> _SET PROBLEM_
Lay out the lines of the listing below, from the line with "Annotation task — tag the gravel" to the line with "[(426, 185), (209, 219), (136, 216)]", both included, as a Markdown table with the columns Row and Entry. Give each line its own numbered row and leave out blank lines.

> _ENTRIES PROVIDED_
________________________________________
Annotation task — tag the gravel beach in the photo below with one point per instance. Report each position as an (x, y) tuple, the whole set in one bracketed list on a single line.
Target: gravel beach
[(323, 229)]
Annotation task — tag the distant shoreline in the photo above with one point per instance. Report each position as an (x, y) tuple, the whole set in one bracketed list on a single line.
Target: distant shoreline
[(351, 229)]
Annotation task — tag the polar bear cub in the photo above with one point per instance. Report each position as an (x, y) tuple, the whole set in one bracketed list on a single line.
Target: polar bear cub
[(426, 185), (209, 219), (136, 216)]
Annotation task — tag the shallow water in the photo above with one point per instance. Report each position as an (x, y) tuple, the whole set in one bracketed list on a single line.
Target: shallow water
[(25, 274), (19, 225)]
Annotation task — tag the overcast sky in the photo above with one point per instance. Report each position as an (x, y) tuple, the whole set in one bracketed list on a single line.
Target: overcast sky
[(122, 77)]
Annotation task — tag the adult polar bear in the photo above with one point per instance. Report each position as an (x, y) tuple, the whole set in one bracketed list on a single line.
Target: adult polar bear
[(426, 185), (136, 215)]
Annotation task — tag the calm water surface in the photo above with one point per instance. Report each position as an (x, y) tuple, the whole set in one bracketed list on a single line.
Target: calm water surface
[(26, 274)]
________________________________________
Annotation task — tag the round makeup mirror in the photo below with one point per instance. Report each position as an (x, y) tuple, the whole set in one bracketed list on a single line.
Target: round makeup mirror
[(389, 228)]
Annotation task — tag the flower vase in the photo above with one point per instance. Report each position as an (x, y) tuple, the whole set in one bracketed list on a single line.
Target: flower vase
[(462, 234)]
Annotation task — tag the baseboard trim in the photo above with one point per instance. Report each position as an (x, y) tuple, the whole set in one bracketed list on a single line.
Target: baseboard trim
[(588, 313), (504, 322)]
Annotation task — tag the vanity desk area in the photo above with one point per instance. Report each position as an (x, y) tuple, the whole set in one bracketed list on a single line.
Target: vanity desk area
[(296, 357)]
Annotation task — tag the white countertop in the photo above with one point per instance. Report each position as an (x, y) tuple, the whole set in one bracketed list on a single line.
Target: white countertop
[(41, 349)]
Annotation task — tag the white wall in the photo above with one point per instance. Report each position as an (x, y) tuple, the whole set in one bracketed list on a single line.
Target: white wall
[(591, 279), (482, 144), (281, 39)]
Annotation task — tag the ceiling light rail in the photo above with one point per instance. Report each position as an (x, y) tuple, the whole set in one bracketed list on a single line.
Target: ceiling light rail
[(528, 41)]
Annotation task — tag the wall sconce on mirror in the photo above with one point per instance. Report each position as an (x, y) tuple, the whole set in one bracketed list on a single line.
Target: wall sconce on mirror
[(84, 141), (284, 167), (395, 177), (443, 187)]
________________________________________
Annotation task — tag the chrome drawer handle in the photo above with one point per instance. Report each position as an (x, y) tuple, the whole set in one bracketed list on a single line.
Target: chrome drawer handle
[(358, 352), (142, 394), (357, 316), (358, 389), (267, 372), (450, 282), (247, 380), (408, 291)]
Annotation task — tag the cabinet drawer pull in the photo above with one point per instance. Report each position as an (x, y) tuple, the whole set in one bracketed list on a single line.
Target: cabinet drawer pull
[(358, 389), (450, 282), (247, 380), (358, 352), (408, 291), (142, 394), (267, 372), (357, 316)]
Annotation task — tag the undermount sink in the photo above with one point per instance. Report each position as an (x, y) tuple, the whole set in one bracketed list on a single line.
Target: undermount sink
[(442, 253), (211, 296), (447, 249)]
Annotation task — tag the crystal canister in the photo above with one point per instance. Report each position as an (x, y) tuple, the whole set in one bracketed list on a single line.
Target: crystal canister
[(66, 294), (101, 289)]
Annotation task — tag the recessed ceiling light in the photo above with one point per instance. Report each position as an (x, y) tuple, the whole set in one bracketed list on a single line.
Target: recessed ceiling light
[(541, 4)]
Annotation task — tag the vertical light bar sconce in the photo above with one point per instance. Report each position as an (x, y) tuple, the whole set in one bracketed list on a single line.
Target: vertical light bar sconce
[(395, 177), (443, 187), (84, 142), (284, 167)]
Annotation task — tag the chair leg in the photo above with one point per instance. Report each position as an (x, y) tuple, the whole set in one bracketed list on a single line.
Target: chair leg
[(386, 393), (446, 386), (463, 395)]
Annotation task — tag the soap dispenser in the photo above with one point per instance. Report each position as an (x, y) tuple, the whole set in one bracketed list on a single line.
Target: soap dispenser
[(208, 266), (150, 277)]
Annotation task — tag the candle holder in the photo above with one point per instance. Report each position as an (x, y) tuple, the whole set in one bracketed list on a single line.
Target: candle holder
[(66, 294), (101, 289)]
________________________________________
> _FINISHED EXERCISE_
| Row | Entry |
|---|---|
| 1 | Annotation task — tag the gravel beach in the photo below with one point per instance. Report each position as an (x, y) tuple, the whole set in one bracketed list on a single line. |
| 2 | Target: gravel beach |
| 3 | [(323, 229)] |
| 4 | Annotation task — tag the distant shoreline in the photo above with one point per instance. Report each position as an (x, y) tuple, the whole set in one bracketed list on a single line. |
| 5 | Target: distant shoreline |
| 6 | [(351, 229)] |
| 7 | Annotation task — tag the polar bear cub in the photo above with one point per instance. Report each position as an (x, y) tuple, the whole set in one bracketed list on a single line. |
| 8 | Target: polar bear cub |
| 9 | [(426, 185), (209, 219), (136, 216)] |